══ GIVEN RECORDS ══
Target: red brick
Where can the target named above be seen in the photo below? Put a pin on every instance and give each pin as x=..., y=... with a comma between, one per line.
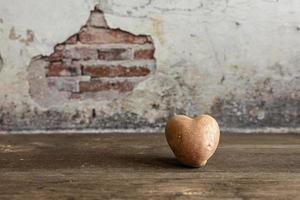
x=99, y=85
x=81, y=53
x=144, y=54
x=113, y=54
x=72, y=39
x=115, y=71
x=61, y=69
x=107, y=36
x=58, y=55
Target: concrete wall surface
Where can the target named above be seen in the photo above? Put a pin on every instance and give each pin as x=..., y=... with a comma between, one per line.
x=116, y=65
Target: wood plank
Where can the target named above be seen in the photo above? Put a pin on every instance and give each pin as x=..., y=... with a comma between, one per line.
x=136, y=166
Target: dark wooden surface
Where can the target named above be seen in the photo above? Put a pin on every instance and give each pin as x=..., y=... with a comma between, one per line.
x=141, y=166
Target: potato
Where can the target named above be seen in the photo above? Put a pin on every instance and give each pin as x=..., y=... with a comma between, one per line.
x=192, y=140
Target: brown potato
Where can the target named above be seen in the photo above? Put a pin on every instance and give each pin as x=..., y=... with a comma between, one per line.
x=193, y=141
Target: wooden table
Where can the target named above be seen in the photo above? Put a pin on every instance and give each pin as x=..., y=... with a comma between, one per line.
x=141, y=166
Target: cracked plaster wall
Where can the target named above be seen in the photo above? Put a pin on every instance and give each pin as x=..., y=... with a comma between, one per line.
x=235, y=59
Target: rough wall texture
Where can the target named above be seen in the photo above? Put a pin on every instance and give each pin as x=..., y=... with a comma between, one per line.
x=67, y=66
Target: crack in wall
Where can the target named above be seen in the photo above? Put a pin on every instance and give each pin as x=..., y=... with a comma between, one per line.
x=96, y=63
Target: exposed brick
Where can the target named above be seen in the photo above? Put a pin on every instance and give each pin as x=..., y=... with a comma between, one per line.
x=107, y=36
x=114, y=54
x=56, y=56
x=115, y=71
x=72, y=39
x=70, y=84
x=82, y=53
x=144, y=54
x=100, y=85
x=61, y=69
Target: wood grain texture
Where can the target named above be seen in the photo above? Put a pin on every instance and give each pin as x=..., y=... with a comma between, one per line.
x=141, y=166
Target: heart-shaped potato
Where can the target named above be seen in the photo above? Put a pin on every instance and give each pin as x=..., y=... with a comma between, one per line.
x=193, y=140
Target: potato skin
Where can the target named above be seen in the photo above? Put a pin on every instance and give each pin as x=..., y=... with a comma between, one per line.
x=193, y=141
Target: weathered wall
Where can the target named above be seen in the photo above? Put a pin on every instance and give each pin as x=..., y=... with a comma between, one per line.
x=237, y=60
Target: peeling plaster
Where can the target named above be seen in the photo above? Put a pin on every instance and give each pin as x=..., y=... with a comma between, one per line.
x=237, y=60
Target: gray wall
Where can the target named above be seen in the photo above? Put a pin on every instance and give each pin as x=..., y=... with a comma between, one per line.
x=237, y=60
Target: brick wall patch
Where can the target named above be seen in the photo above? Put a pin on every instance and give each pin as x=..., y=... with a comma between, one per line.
x=99, y=60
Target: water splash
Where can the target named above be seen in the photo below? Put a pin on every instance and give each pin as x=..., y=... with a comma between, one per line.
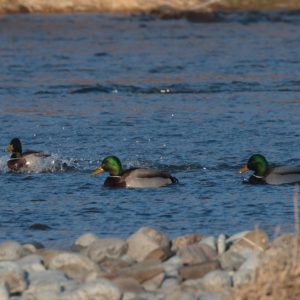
x=49, y=164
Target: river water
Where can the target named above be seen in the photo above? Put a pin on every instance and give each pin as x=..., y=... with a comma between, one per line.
x=196, y=99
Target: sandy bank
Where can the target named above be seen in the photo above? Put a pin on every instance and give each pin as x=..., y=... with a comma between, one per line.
x=149, y=266
x=159, y=7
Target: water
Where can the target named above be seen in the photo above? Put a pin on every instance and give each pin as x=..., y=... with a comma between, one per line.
x=194, y=98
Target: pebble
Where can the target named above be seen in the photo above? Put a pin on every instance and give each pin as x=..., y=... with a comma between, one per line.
x=144, y=241
x=10, y=250
x=143, y=267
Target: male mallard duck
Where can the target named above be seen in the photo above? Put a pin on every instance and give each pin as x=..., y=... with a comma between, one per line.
x=263, y=173
x=133, y=177
x=22, y=160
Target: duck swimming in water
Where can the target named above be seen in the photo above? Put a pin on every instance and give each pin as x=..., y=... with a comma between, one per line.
x=22, y=160
x=133, y=177
x=264, y=174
═══
STATED TASK » Could you write out all of the records above again with "pin" renamed to "marker" everywhere it occurs, leaving everything else unchanged and leaving the pictures out?

TASK RESPONSE »
Target: red brick
Where can the target named above be seen in the photo below? Put a marker on every instance and give each marker as x=..., y=... with a comma between, one per line.
x=99, y=85
x=81, y=53
x=144, y=54
x=113, y=54
x=72, y=39
x=115, y=71
x=61, y=69
x=107, y=36
x=58, y=55
Target: concrete wall surface
Where can the target named above be seen in the photo above? Put a marker on every instance and give each marker as x=..., y=... with a comma between, one per line.
x=116, y=65
Target: wood plank
Where can the target named above be seen in the photo above? Put a marker on every instance and give each marker as x=..., y=... with a comma between, one per line.
x=136, y=166
Target: dark wooden surface
Where can the target named above be seen in the photo above? Put a marker on every instance and give each marker as x=..., y=... with a comma between, one per line.
x=141, y=166
Target: potato
Where can the target named above be seen in the photo above? Put a marker on every instance and give each marker as x=..., y=... with a comma between, one per line.
x=192, y=140
Target: brown potato
Where can the target named above be seen in the photo above? Put a marker on every instance and give each marker as x=..., y=... with a comma between, one per line.
x=193, y=141
Target: wooden table
Where can the target named above be seen in the photo above? Put a marker on every instance and give each marker as x=..., y=... with a comma between, one per line.
x=141, y=166
Target: cracked plaster wall
Where can the target named above be seen in the photo above? Put a marker on every instance and give each marker as x=..., y=... with a comma between, one per line.
x=235, y=59
Target: rough wall texture
Where can the target named above be seen in the photo above? Put a marker on every instance and give each marker as x=..., y=... with a comma between, one per line.
x=67, y=66
Target: crack in wall
Where can the target named above be seen in the photo above? Put a marker on every instance and give each marker as x=..., y=... with a comma between, one per line.
x=96, y=63
Target: exposed brick
Where can the target named above be seen in the photo above? Put a marker on every instance and give each marker as x=..., y=... with a comma between, one per line.
x=107, y=36
x=114, y=54
x=56, y=56
x=115, y=71
x=72, y=39
x=70, y=84
x=82, y=53
x=144, y=54
x=100, y=85
x=61, y=69
Target: wood grain texture
Where can the target named above be seen in the photo above? Put a marker on every instance and give each marker as x=..., y=... with a comma between, one per line.
x=141, y=166
Target: heart-shaped potato
Where can the target named above be seen in the photo above? Put a marker on every instance and give each marker as x=..., y=... with a comma between, one per line.
x=193, y=140
Target: potato skin
Where can the target named above be seen in the photo above? Put a marker on every instance and give each marker as x=..., y=... with a comma between, one per line.
x=193, y=141
Target: weathered wall
Where can the target named above be seen in the photo above? Put a marker on every instance and give each marker as x=..., y=... with a comma between, one per line.
x=237, y=60
Target: peeling plaster
Where can the target named above be seen in the photo above? Put a marker on every instance and give each marker as x=..., y=... with a comma between, one per line.
x=237, y=60
Target: gray wall
Where can the target named above be seen in the photo above? Put a marker on every instance and give each marker as x=..., y=... with a comma between, one per line.
x=237, y=60
Target: brick wall patch
Where can the target named above be seen in the photo above? Put a marker on every instance and give each marker as x=..., y=... with a comma between, one per line.
x=99, y=60
Target: water splash
Where can the target named above be seen in the photo below? Put a marker on every instance and give each marker as x=..., y=... with a comma between, one per line.
x=49, y=164
Target: river water
Where can the target named above be seen in the photo above? Put a marker on every instance and give each marker as x=..., y=... with a comma between, one per line.
x=196, y=99
Target: sandy bank
Where can the target named above be seen in the photo above? Put a marker on every instance and give each marker as x=..., y=... with a comma between, one per line.
x=149, y=266
x=159, y=7
Target: water
Where can the target named above be seen in the photo above? Put a marker on every instance and give each marker as x=..., y=... with a comma between, one per line.
x=194, y=98
Target: pebble
Where can the target named above be seen in the photo above? Put a marker on every instance and give each marker as x=..., y=... with a comma between, one per line.
x=144, y=241
x=10, y=250
x=143, y=267
Target: male mallard duck
Where can the target named above be seen in the photo above? Put a marker on every instance and give each marker as x=..., y=... with a comma between, one per line.
x=263, y=173
x=133, y=177
x=22, y=160
Target: duck swimming in water
Where can the target named above be seen in the photo above? Put a marker on every instance and give each marker as x=..., y=... with a comma between, one per line.
x=22, y=160
x=133, y=177
x=264, y=174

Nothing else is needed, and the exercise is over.